Object pointing dataset rows
========================================
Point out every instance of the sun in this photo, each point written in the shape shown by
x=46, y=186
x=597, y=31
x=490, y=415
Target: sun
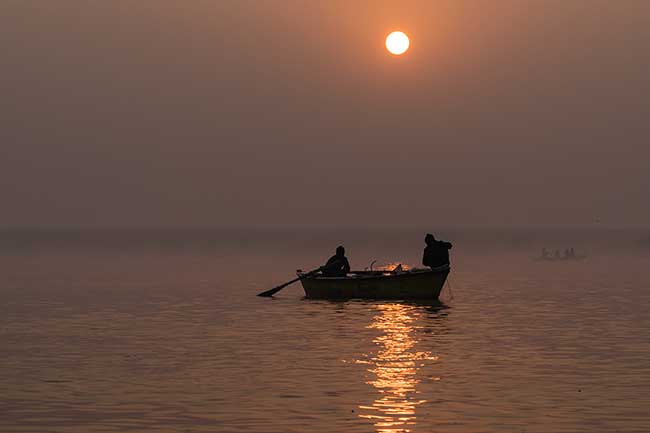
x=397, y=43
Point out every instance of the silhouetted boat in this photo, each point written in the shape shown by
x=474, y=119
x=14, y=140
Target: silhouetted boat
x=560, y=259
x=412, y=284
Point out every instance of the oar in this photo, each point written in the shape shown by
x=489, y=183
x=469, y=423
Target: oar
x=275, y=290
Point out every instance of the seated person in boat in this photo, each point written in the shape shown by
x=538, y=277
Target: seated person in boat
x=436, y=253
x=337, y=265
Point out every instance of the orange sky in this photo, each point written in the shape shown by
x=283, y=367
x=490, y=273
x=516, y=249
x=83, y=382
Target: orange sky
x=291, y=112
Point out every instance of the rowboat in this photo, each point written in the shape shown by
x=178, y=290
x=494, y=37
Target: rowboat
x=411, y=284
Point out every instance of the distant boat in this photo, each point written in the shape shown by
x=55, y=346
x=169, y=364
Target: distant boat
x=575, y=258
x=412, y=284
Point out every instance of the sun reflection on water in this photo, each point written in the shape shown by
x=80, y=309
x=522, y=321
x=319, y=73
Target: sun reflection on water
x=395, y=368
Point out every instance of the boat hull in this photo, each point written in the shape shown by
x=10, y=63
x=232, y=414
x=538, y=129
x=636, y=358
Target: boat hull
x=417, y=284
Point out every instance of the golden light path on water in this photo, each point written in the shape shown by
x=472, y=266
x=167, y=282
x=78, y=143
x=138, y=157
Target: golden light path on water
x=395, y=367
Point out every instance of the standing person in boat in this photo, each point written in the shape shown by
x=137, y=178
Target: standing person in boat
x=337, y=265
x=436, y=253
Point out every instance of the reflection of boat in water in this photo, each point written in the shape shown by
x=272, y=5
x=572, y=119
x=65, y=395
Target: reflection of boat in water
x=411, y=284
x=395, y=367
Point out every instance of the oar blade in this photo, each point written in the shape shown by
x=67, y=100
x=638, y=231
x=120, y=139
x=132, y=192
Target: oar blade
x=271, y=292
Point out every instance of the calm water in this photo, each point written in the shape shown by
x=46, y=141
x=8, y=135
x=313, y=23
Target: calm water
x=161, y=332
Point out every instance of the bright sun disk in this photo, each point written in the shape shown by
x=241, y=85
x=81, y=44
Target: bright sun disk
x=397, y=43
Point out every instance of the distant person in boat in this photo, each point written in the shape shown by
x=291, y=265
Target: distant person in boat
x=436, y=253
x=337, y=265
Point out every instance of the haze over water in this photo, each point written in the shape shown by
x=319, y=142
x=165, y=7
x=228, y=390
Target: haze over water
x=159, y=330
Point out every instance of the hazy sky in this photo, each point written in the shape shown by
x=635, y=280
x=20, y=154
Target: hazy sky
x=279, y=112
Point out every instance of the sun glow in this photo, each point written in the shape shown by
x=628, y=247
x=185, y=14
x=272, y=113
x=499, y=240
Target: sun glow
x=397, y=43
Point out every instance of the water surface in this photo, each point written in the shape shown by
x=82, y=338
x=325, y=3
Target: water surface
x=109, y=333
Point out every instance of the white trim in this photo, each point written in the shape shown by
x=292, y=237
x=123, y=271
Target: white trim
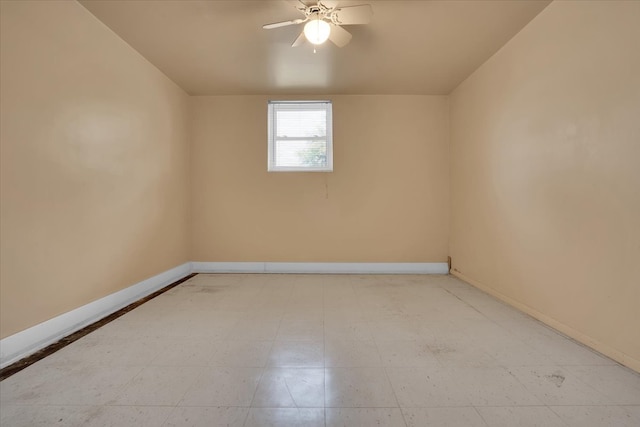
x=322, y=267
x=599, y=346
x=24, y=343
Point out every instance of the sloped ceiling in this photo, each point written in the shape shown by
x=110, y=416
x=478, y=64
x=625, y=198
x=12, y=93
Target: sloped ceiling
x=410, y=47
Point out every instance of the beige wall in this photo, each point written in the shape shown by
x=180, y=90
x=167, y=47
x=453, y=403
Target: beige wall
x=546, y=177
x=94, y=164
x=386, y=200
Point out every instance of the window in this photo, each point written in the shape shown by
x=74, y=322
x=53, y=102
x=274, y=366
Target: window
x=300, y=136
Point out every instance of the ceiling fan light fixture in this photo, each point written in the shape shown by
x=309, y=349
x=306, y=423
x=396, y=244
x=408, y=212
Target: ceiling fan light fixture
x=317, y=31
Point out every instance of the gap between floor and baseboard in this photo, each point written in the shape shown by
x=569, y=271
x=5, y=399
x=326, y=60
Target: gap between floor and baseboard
========================================
__The exercise__.
Starting at the line that contains "Point out every instance of the white" and ending at the end of the items, rewrite those lines with "beige wall" changed to "cream wall" and everything else left as it is. Omit the pictures from your answer.

__Solution__.
Point out every instance of the white trim in this photo, each point written in the shape shown by
x=292, y=237
x=123, y=271
Target: white trim
x=322, y=267
x=599, y=346
x=24, y=343
Point out every instance of the sloped ceiling in this photo, each point written in the shape shown by
x=110, y=416
x=478, y=64
x=625, y=198
x=12, y=93
Target: sloped ceiling
x=410, y=47
Point out every instance of the cream wall in this photo, each point written in the shape shown by
x=180, y=90
x=167, y=47
x=453, y=403
Target: cream wall
x=546, y=177
x=94, y=164
x=386, y=200
Point out every instance of the window in this photo, each point written in the shape shown by
x=74, y=322
x=53, y=102
x=274, y=366
Target: window
x=300, y=136
Point out every instance of the ceiling fan light fixture in this photo, each point written in the shape shown by
x=309, y=349
x=306, y=423
x=396, y=244
x=408, y=212
Target: ceiling fan light fixture
x=317, y=31
Point out every instance of the gap between floor and baseboard in this photo, each point written in the shape shown by
x=569, y=271
x=5, y=399
x=326, y=60
Target: gap between floor and baseboard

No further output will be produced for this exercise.